◆ **Task details**: Count how many lines of the material hold "leaf". Respond with that number alone.

Start of Data in this exercise

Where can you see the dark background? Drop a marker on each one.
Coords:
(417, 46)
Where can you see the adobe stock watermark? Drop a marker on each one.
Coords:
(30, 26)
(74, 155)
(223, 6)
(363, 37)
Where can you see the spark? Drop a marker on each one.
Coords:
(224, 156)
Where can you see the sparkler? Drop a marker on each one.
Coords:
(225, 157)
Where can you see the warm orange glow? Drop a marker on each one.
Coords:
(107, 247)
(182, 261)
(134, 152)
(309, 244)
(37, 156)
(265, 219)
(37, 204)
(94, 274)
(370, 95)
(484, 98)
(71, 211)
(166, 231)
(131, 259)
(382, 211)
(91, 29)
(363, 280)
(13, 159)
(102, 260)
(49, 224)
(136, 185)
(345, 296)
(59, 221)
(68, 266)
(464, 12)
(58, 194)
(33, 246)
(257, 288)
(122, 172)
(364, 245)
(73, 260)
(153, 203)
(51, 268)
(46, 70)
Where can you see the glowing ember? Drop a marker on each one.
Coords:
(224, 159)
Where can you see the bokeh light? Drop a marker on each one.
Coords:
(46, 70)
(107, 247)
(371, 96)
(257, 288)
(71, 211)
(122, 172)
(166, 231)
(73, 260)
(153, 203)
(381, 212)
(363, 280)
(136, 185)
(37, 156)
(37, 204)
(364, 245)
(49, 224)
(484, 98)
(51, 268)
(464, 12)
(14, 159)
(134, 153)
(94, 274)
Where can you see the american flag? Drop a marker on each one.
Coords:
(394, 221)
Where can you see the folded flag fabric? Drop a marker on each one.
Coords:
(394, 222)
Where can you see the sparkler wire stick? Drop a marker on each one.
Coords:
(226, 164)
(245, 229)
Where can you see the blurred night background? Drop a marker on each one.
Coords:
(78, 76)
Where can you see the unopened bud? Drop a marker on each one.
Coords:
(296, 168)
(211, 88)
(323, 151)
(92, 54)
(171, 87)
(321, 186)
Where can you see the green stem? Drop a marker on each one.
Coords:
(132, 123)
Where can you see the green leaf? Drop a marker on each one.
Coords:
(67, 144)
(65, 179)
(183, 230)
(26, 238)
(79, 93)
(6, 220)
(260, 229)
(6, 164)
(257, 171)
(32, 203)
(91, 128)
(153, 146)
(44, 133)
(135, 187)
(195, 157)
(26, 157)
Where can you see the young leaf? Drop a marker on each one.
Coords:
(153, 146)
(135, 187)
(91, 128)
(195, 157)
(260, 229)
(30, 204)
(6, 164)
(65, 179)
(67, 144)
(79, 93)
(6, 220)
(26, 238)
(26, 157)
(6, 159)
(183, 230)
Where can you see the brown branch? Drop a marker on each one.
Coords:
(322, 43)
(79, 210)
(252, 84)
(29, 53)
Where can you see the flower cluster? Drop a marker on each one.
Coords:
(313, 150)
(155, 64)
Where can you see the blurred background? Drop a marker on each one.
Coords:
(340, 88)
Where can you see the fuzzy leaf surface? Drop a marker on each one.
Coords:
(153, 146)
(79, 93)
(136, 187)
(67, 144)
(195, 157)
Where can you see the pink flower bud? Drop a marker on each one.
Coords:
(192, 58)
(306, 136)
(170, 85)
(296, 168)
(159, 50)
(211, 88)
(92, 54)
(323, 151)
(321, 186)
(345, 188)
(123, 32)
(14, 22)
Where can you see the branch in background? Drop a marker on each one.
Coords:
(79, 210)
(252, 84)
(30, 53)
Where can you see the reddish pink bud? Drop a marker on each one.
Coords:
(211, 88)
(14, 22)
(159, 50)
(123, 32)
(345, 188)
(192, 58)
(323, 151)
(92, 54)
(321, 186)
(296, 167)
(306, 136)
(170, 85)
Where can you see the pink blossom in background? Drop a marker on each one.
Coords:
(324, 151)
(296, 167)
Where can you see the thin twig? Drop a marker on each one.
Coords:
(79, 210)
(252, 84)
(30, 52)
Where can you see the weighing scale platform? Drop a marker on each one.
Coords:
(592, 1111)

End of Data in this exercise
Start of Data in this exercise

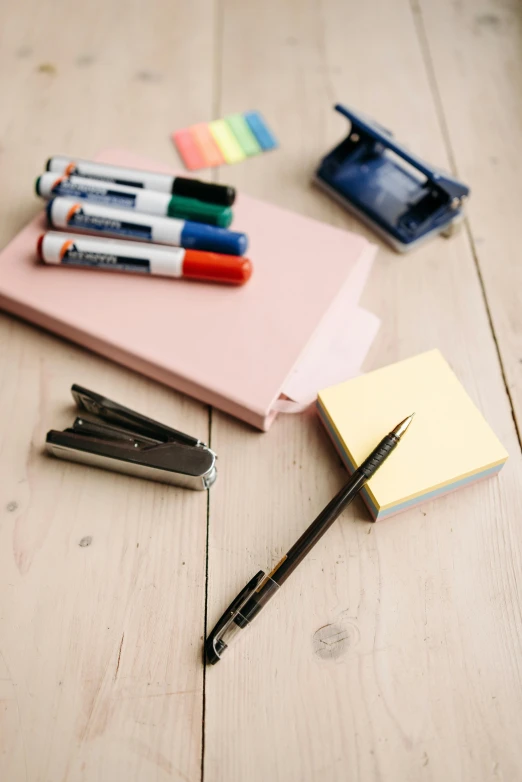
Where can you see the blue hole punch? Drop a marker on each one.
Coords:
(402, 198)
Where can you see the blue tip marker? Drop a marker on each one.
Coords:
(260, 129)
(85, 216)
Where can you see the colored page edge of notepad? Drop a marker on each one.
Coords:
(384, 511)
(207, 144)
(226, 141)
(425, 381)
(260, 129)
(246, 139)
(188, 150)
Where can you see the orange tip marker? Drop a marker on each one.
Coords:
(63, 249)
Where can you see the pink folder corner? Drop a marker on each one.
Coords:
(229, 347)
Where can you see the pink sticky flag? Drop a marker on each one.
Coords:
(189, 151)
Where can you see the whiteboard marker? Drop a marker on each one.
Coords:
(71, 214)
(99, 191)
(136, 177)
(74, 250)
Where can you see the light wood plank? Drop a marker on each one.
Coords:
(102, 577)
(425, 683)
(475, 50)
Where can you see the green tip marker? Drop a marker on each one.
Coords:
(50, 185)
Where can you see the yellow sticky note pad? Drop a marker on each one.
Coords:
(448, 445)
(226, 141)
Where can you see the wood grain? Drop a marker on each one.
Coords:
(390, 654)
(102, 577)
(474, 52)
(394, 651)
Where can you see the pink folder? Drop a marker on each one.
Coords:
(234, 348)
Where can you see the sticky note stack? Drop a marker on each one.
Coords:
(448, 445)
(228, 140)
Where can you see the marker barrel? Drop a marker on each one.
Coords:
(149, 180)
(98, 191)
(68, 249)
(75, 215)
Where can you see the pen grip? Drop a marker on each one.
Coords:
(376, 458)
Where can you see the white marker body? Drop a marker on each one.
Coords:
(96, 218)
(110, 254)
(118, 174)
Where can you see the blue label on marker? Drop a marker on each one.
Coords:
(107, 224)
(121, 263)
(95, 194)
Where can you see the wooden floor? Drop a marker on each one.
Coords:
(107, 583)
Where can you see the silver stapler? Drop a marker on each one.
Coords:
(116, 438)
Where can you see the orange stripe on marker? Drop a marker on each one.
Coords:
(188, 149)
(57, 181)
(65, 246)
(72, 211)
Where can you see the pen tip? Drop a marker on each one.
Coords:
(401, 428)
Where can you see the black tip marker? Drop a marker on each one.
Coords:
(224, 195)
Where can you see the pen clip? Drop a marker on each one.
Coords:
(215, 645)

End of Data in this exercise

◆ **Reply**: 3